(GIVEN DATA)

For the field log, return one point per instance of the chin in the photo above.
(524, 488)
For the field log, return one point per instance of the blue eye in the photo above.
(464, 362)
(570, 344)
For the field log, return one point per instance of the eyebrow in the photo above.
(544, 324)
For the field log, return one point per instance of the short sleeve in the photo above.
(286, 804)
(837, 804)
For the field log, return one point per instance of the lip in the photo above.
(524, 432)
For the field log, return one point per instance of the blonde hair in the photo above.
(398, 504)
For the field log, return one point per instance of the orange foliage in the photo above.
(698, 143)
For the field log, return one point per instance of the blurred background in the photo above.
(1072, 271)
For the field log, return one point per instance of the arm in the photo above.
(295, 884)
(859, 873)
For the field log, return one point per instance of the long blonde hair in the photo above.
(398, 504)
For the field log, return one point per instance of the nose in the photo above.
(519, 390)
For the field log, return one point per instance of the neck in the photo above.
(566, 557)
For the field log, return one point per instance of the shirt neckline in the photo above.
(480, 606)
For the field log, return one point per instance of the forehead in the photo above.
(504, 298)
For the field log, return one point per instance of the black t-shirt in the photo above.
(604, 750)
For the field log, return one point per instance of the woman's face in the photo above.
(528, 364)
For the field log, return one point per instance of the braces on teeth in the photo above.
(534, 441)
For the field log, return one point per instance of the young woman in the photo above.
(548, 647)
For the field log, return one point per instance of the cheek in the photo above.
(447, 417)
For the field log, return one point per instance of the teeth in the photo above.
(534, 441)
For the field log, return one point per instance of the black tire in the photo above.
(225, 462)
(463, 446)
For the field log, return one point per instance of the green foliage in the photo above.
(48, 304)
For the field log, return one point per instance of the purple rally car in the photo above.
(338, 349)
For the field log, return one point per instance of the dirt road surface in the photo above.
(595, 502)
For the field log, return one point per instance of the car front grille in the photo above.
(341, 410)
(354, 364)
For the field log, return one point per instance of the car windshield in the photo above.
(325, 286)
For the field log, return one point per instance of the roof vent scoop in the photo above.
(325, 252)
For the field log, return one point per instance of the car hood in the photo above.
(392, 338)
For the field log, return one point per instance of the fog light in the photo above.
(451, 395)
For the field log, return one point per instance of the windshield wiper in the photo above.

(End GIVEN DATA)

Reproduce every record above exactly as it appears.

For the field log, return one point per instance of the chin in the photo above.
(524, 488)
For the field log, return one point per instance of the blue eye in the photo above.
(464, 362)
(570, 344)
For the field log, return one point per instance of the eyebrow in the photo above.
(544, 324)
For the field log, return one point per instance of the short sleeve in the photo above.
(286, 804)
(837, 804)
For the field log, return one point per instance of the lip in the photo above.
(524, 432)
For the field log, return one point per instance of the blonde hair in the photo above.
(398, 504)
For the field log, return one point per instance of the orange foliage in the photo above.
(698, 143)
For the field log, return one point per instance of the blurred background in the photo above.
(1072, 271)
For the field log, return one point per instance of the arm in the photo above.
(295, 884)
(859, 873)
For the field log, return one point per instance of the long blonde hair in the photo above.
(398, 504)
For the field log, return one point per instance of the nose in the photo above.
(519, 390)
For the field log, return one point per instance of the neck in the photo above.
(566, 557)
For the field log, return one point per instance of the shirt neckline in the photo above.
(480, 606)
For the field log, return one point per instance of the forehead in the photo above.
(504, 298)
For the field log, return one point per instance of the black t-shirt in the photo above.
(604, 750)
For the field log, return one point per instance of the woman's face in the photo above.
(528, 364)
For the field log, return one point per instance of the braces on teeth in the photo above.
(534, 441)
For the field log, return one point per instance of the young woman in the photo above.
(548, 647)
For the field log, return one point per instance of the cheek in the photo above.
(447, 417)
For the field log, return one point per instance of the teeth in the photo above.
(534, 441)
For the field log, return one point per instance of the black tire in the photo above.
(225, 462)
(463, 446)
For the field log, return one point per instance of the green foliage in the photo above.
(48, 304)
For the field log, return one point per instance of the purple rally car in the photo above.
(338, 349)
For the field log, return one point per instance of the dirt road surface in the photo above.
(595, 502)
For the field log, return one point per instance of the car front grille in the photo above.
(341, 410)
(354, 364)
For the field log, return one point per instance of the car windshield in the photo above.
(325, 286)
For the field log, return one point per instance of the roof vent scoop in the photo above.
(325, 252)
For the field log, return one point per instance of the car hood in the photo above.
(392, 338)
For the field log, return one point per instance of the fog light in the photo above.
(451, 395)
For the field log, return one point per instance of the windshield wiper in the photo above.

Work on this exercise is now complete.